→ **ESERCIZIO 1**
Per favore, trascrivi dall'articolo sulla violenza giovanile il tratto che comincia con "La violenza verso l’altro" e prosegue fino a "termini di autoregolazione.".
→ **ESERCIZIO 2**
Secondo l'articolo sulla violenza giovanile, in quali termini soprattutto la natura può essere un aiuto?

→ **BRANO PROPOSTO**
--------------------------------------------------
La violenza nei giovani: deficit relazionali da superare in natura
di Francesca Mugnai
È notizia quotidiana di violenze verbali e ancor più fisiche che hanno come protagonisti attivi dei ragazzi sempre più giovani. Un’escalation che, oltre a registrare, dobbiamo tentare di comprendere per fermarla, analizzandone i motivi.
Spesso cataloghiamo il fenomeno all’interno del grande mucchio delle “conseguenze del Covid”. Certo, l’isolamento forzato, l’interruzione delle relazioni sociali, la sostituzione del contatto visivo e fisico con la multimedialità, hanno infierito in particolare sull’età adolescenziale, in cui il rapporto diretto e umano ha un valore immenso e permette di crescere meglio, per traghettare nella complessa vita degli adulti.
Ma non possiamo ridurre il tutto solo a questo. Ci sono una serie di fattori che determinano il ricorso alla violenza, partendo da carenze affettive, familiari, scolastiche, sociali. A volte una serie di concause e di eventi avversi.
La violenza verso l’altro è anche mancanza di conoscenza di sé. È sintomo di poco rispetto per se stessi e per gli altri. Le violenze considerate (ma per noi non lo sono) “minori” contro beni comuni e soprattutto contro gli animali, sono spesso predittori della violenza verso le altre persone, verso qualcosa di esterno da sé.
C’è il più delle volte un deficit di relazione. Arriva quando non si è stati sufficientemente educati ai sentimenti e alle emozioni, nella teoria e nella pratica, nella relazione con l’altro. E con se stessi.
La natura anche in questo può essere un aiuto, soprattutto in termini di autoregolazione.
Di fronte alla natura noi diventiamo passivi. Non possiamo controllare il calore, la luce, gli spazi, i colori, il tempo, i cicli, gli eventi naturali. Non poter trasformare questi aspetti, rappresenta una dimensione normativa alla quale non possiamo che adattarci.
Se la violenza è un modo per trasformare qualcosa in maniera repentina con un’attività importante, la natura ci ferma. Ci concede il tempo dell’attesa.
Non siamo noi a trasformare, ma lei a trasformare noi. Ci fa entrare in contatto con noi stessi grazie ad elementi che aiutano a ad attendere e a sviluppare la sensorialità. Stimolano la nostra memoria più antica e primitiva e ci permettono di riappacificarsi con parte di noi.
Nel mio lavoro nelle comunità di adolescenti fragili, nei luoghi di detenzione, nei reparti di psichiatria, ho spesso notato come l’opportunità di vivere esperienze all’aria aperta e in ambiente naturale rappresentino una sorta di stop emotivo. Una pausa che ci permette di riflettere, di rientrare in noi stessi, di far pace col nostro mondo interiore. E anche quello esterno.
--------------------------------------------------
→ **DATI DA ESAMINARE**
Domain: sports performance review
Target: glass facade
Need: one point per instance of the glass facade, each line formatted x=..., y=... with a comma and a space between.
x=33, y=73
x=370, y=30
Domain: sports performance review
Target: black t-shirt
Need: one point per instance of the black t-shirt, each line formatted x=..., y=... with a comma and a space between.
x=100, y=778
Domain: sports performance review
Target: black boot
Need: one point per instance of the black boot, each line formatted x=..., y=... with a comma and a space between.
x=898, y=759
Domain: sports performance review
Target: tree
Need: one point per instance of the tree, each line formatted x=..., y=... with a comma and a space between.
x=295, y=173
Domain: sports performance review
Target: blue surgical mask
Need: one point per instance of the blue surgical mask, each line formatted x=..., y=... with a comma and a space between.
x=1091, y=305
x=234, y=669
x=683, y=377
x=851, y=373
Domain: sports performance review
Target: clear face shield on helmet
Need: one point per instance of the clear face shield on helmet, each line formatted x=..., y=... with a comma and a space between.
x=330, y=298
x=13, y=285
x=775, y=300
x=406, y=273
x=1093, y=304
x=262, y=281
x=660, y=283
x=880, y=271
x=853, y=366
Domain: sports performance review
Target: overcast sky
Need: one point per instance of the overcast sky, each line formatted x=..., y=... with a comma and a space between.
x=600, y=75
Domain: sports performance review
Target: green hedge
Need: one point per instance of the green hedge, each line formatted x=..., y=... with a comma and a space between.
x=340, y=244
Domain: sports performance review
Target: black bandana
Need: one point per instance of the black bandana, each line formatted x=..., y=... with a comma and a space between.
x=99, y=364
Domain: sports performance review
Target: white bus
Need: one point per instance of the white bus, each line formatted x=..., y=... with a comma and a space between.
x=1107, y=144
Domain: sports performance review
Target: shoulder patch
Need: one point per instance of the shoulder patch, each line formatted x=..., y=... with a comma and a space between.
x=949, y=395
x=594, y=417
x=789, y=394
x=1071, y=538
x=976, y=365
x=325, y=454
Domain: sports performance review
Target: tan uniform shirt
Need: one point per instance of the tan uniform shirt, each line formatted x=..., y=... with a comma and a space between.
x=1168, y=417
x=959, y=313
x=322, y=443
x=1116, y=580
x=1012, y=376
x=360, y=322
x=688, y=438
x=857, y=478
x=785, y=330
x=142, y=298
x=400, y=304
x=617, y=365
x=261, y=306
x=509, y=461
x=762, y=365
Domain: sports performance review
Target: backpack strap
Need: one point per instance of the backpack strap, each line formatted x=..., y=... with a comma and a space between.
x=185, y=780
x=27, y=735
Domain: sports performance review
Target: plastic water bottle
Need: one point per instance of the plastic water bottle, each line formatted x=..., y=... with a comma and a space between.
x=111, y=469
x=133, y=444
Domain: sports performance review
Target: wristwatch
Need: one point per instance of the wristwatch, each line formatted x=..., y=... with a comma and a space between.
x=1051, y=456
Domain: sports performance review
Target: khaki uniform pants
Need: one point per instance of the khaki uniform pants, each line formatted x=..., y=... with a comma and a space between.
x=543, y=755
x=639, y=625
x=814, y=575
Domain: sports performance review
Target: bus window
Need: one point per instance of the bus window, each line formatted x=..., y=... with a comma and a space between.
--------------------------------------------------
→ **RISPOSTA 1**
La violenza verso l’altro è anche mancanza di conoscenza di sé. È sintomo di poco rispetto per se stessi e per gli altri. Le violenze considerate (ma per noi non lo sono) “minori” contro beni comuni e soprattutto contro gli animali, sono spesso predittori della violenza verso le altre persone, verso qualcosa di esterno da sé.
C’è il più delle volte un deficit di relazione. Arriva quando non si è stati sufficientemente educati ai sentimenti e alle emozioni, nella teoria e nella pratica, nella relazione con l’altro. E con se stessi.
La natura anche in questo può essere un aiuto, soprattutto in termini di autoregolazione.

→ **RISPOSTA 2**
Soprattutto in termini di autoregolazione.